# TO BE DONE
Repeat each entry as written, dropping any picture you find.

# MATERIAL FOR THIS TASK
◆ ◆ ◆ ◆ ◆ ◆ ◆

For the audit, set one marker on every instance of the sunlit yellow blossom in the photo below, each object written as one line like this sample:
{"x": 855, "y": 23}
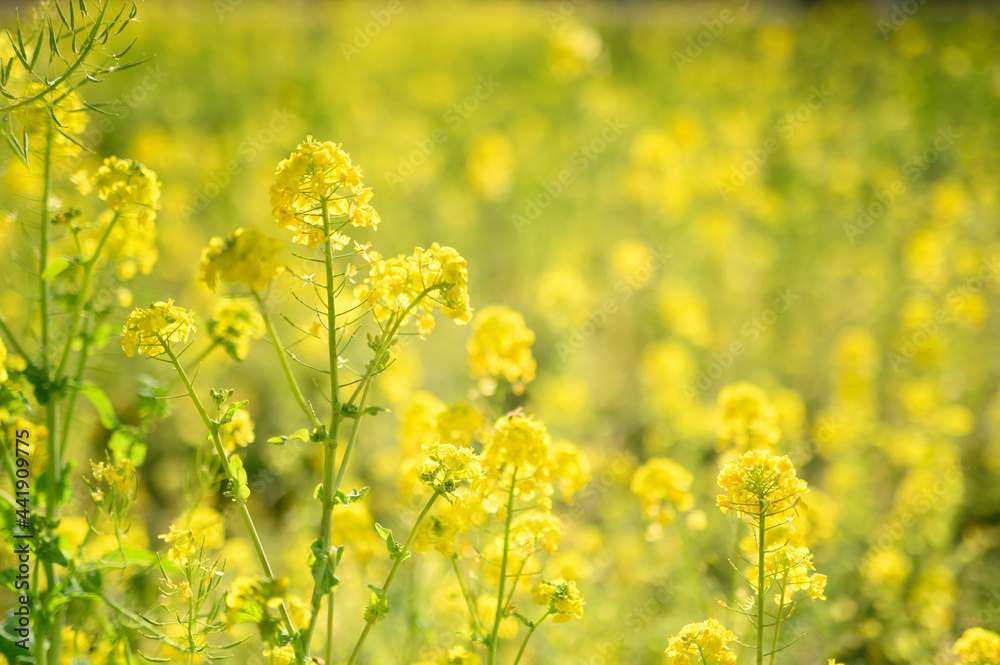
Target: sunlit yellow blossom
{"x": 747, "y": 419}
{"x": 248, "y": 257}
{"x": 128, "y": 188}
{"x": 706, "y": 642}
{"x": 663, "y": 487}
{"x": 447, "y": 465}
{"x": 759, "y": 483}
{"x": 234, "y": 323}
{"x": 562, "y": 597}
{"x": 978, "y": 646}
{"x": 570, "y": 468}
{"x": 319, "y": 179}
{"x": 148, "y": 330}
{"x": 500, "y": 346}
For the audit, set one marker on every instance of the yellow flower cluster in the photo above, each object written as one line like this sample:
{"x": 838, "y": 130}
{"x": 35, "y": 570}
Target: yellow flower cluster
{"x": 148, "y": 330}
{"x": 248, "y": 257}
{"x": 563, "y": 599}
{"x": 61, "y": 113}
{"x": 202, "y": 529}
{"x": 128, "y": 188}
{"x": 789, "y": 567}
{"x": 447, "y": 465}
{"x": 663, "y": 487}
{"x": 500, "y": 346}
{"x": 708, "y": 641}
{"x": 759, "y": 483}
{"x": 234, "y": 323}
{"x": 978, "y": 646}
{"x": 747, "y": 419}
{"x": 319, "y": 179}
{"x": 119, "y": 476}
{"x": 520, "y": 442}
{"x": 412, "y": 286}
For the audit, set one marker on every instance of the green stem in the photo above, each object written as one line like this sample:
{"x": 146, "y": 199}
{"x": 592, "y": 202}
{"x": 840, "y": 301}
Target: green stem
{"x": 468, "y": 599}
{"x": 221, "y": 452}
{"x": 777, "y": 622}
{"x": 81, "y": 296}
{"x": 491, "y": 644}
{"x": 534, "y": 627}
{"x": 330, "y": 448}
{"x": 392, "y": 573}
{"x": 289, "y": 377}
{"x": 761, "y": 552}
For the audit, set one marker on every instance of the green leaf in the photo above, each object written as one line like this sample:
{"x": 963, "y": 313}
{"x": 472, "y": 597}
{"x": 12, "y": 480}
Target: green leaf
{"x": 127, "y": 442}
{"x": 55, "y": 267}
{"x": 352, "y": 497}
{"x": 96, "y": 396}
{"x": 239, "y": 479}
{"x": 301, "y": 435}
{"x": 231, "y": 411}
{"x": 322, "y": 568}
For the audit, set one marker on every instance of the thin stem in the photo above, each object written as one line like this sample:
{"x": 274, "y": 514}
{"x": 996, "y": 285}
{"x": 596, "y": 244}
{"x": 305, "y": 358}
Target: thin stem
{"x": 221, "y": 452}
{"x": 11, "y": 339}
{"x": 330, "y": 447}
{"x": 81, "y": 296}
{"x": 280, "y": 350}
{"x": 468, "y": 599}
{"x": 534, "y": 627}
{"x": 491, "y": 644}
{"x": 761, "y": 533}
{"x": 392, "y": 573}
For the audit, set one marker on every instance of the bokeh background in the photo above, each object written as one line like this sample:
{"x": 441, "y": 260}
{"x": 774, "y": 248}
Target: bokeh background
{"x": 677, "y": 197}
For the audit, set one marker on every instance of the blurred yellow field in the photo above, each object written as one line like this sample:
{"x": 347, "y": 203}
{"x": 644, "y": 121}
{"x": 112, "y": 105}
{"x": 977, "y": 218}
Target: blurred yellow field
{"x": 499, "y": 333}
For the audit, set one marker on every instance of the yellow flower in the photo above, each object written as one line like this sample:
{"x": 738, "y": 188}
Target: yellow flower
{"x": 708, "y": 641}
{"x": 747, "y": 418}
{"x": 500, "y": 345}
{"x": 234, "y": 323}
{"x": 447, "y": 465}
{"x": 662, "y": 487}
{"x": 128, "y": 188}
{"x": 149, "y": 330}
{"x": 248, "y": 257}
{"x": 759, "y": 483}
{"x": 978, "y": 646}
{"x": 562, "y": 597}
{"x": 318, "y": 178}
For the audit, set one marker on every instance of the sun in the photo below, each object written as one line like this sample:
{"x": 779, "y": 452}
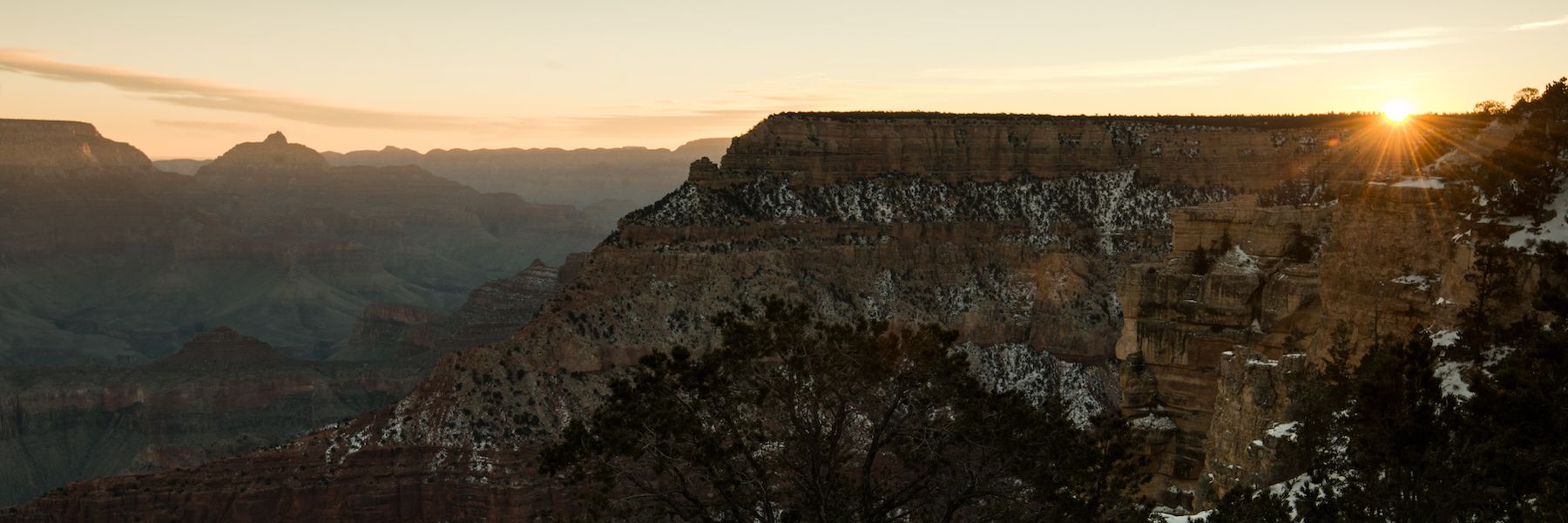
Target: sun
{"x": 1396, "y": 111}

◆ ◆ ◆ ◆ ◆ ◆ ◆

# REPLY
For the audit, set one marker on every instance of the sunlit yellow blossom in the photo below, each object written as one line like this sample:
{"x": 855, "y": 23}
Target: sunlit yellow blossom
{"x": 747, "y": 419}
{"x": 248, "y": 257}
{"x": 128, "y": 188}
{"x": 706, "y": 642}
{"x": 663, "y": 487}
{"x": 447, "y": 465}
{"x": 759, "y": 483}
{"x": 234, "y": 323}
{"x": 562, "y": 597}
{"x": 978, "y": 646}
{"x": 570, "y": 468}
{"x": 319, "y": 179}
{"x": 148, "y": 330}
{"x": 500, "y": 346}
For the audit, set one marker on every instance of the yellow flower cluster in the photo above, each object written as one line like this sample:
{"x": 838, "y": 130}
{"x": 35, "y": 570}
Target: yellow flower cluster
{"x": 148, "y": 330}
{"x": 248, "y": 257}
{"x": 563, "y": 599}
{"x": 61, "y": 113}
{"x": 202, "y": 529}
{"x": 128, "y": 188}
{"x": 789, "y": 567}
{"x": 447, "y": 465}
{"x": 663, "y": 487}
{"x": 500, "y": 346}
{"x": 708, "y": 641}
{"x": 759, "y": 483}
{"x": 234, "y": 323}
{"x": 978, "y": 646}
{"x": 747, "y": 419}
{"x": 319, "y": 179}
{"x": 119, "y": 476}
{"x": 520, "y": 442}
{"x": 412, "y": 286}
For the audit, set one marker on every instance of the green stem in the photo above, each object written as one line like this sample:
{"x": 146, "y": 199}
{"x": 592, "y": 202}
{"x": 840, "y": 301}
Target: green stem
{"x": 468, "y": 599}
{"x": 221, "y": 452}
{"x": 777, "y": 622}
{"x": 81, "y": 296}
{"x": 491, "y": 644}
{"x": 534, "y": 627}
{"x": 330, "y": 448}
{"x": 392, "y": 573}
{"x": 289, "y": 377}
{"x": 761, "y": 552}
For the audit, set one marker on every instance of the green leaf in the photo above, each object written as one line like this sample:
{"x": 963, "y": 313}
{"x": 472, "y": 597}
{"x": 12, "y": 480}
Target: green leaf
{"x": 127, "y": 442}
{"x": 55, "y": 267}
{"x": 352, "y": 497}
{"x": 96, "y": 396}
{"x": 239, "y": 479}
{"x": 301, "y": 435}
{"x": 231, "y": 411}
{"x": 322, "y": 568}
For the audit, set one marker on every instance of the thin stem in the photo above, each object written as one line like this sample:
{"x": 274, "y": 514}
{"x": 996, "y": 285}
{"x": 596, "y": 244}
{"x": 305, "y": 358}
Target: thin stem
{"x": 221, "y": 452}
{"x": 11, "y": 339}
{"x": 330, "y": 447}
{"x": 81, "y": 296}
{"x": 280, "y": 350}
{"x": 468, "y": 599}
{"x": 534, "y": 627}
{"x": 491, "y": 644}
{"x": 761, "y": 533}
{"x": 392, "y": 573}
For the audit, set one marker on every instance of the bokeh background in the photo above, each object written as one line like this sample:
{"x": 441, "y": 260}
{"x": 774, "y": 248}
Target: bokeh background
{"x": 677, "y": 197}
For the audit, set one marker on every instance of the blurred yellow field in the photo above, each object written as one line like this sample:
{"x": 347, "y": 203}
{"x": 644, "y": 121}
{"x": 112, "y": 105}
{"x": 977, "y": 218}
Target: blurred yellow field
{"x": 499, "y": 333}
For the audit, set one marker on every instance of the yellow flower in the photo above, each object written as one line like this sample:
{"x": 738, "y": 188}
Target: yellow flower
{"x": 708, "y": 641}
{"x": 747, "y": 418}
{"x": 500, "y": 345}
{"x": 234, "y": 323}
{"x": 447, "y": 465}
{"x": 662, "y": 487}
{"x": 128, "y": 188}
{"x": 149, "y": 330}
{"x": 248, "y": 257}
{"x": 759, "y": 483}
{"x": 978, "y": 646}
{"x": 562, "y": 597}
{"x": 318, "y": 178}
For the audit, set one marker on every instance of the sun in the photo below, each object written as one line like this sample:
{"x": 779, "y": 452}
Target: sun
{"x": 1396, "y": 111}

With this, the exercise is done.